▶ [EXCERTO PARA LER]:
O arquivista

Blog para falar de arquivos e da arquivistica portuguesa e lusófona. Uma memória para os arquivos e para a cultura em Portugal.

sexta-feira, novembro 04, 2005

ARQUIVO HISTÓRICO ULTRAMARINO (I)

Surgiu uma reportagem sobre o Salão Pompeia do Arquivo Histórico Ultramarino (AHU) no suplemento "Actual" do jornal Expresso de 29 de Outubro, secção de "Antiguidades", assinada por um tal José Norton, verdadeiramente extraordinária.
Primeiro, é engraçado ver que esta reportagem surge na secção antiguidades, para falar de um Arquivo que apesar de histórico, está cheio de modernidade e tem feito um esforço grande para se enriquecer e actualizar. Aliás a sua documentação histórica é plena de actualidade.
Segundo, as considerações feitas roçam a ignorância e maledicência (muito em vulgo no jornalismo actual) apesar de referir algumas verdades que o AHU nunca escondeu.

Referirei algumas:
  • Começa por se interrogar sobre a abrangência do nome do próprio Arquivo, parece desconhecer que a mudança de nome de Colonial para Ultramarino se ficou a dever à política seguida pelo Estado Novo, acompanhou a tutela, quando o Ministério deixou de ser Colonial para ser Ultramarino. Hoje o nome até está bem posto, pois o Arquivo diz respeito não só às antigas colónias, mas a todo o mundo. A documentação refere também todo um cenário de influência portuguesa, extravasando em muito a territorialidade das ex-colónias.

▶ [REQUISITOS DO EXERCÍCIO]:
Segundo o excerto, a que se deveu a mudança de nome do Arquivo de Colonial para Ultramarino? Para responder, usa apenas o excerto.

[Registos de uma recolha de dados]
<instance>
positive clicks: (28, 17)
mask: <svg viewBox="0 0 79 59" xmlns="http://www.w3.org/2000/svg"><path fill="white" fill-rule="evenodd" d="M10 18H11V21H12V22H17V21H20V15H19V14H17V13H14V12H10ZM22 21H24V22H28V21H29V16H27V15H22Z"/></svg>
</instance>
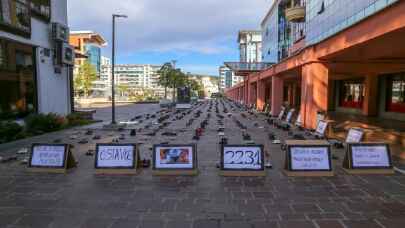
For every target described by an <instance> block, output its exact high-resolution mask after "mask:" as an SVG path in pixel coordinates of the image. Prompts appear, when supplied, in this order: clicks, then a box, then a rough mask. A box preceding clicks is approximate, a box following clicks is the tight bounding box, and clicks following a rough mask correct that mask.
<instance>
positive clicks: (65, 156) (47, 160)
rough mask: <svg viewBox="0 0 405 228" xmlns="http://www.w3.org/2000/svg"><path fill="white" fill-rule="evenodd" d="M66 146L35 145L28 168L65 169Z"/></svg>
mask: <svg viewBox="0 0 405 228" xmlns="http://www.w3.org/2000/svg"><path fill="white" fill-rule="evenodd" d="M66 158H67V145H56V144H55V145H51V144H35V145H33V146H32V153H31V158H30V162H29V167H37V168H62V169H63V168H65V163H66Z"/></svg>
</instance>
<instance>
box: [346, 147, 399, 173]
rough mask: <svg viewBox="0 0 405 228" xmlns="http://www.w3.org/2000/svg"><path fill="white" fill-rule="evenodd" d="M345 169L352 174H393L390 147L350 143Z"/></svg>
mask: <svg viewBox="0 0 405 228" xmlns="http://www.w3.org/2000/svg"><path fill="white" fill-rule="evenodd" d="M343 168H344V169H345V171H346V172H348V173H351V174H393V173H394V170H393V165H392V159H391V152H390V147H389V145H388V144H386V143H350V144H348V148H347V151H346V155H345V159H344V161H343Z"/></svg>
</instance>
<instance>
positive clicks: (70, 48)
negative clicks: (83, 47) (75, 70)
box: [61, 43, 75, 66]
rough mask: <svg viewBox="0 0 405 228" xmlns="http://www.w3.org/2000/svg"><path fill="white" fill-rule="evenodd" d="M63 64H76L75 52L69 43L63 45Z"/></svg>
mask: <svg viewBox="0 0 405 228" xmlns="http://www.w3.org/2000/svg"><path fill="white" fill-rule="evenodd" d="M61 54H62V63H63V64H66V65H70V66H72V65H74V64H75V50H74V48H73V47H72V46H70V45H69V44H68V43H63V44H62V52H61Z"/></svg>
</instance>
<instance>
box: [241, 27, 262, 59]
mask: <svg viewBox="0 0 405 228" xmlns="http://www.w3.org/2000/svg"><path fill="white" fill-rule="evenodd" d="M238 43H239V50H240V62H242V63H258V62H261V61H262V32H261V31H260V30H241V31H239V35H238Z"/></svg>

▶ [RESPOSTA DO EXERCÍCIO]:
Deveu-se à política seguida pelo Estado Novo: acompanhou a tutela, quando o Ministério deixou de ser Colonial para ser Ultramarino.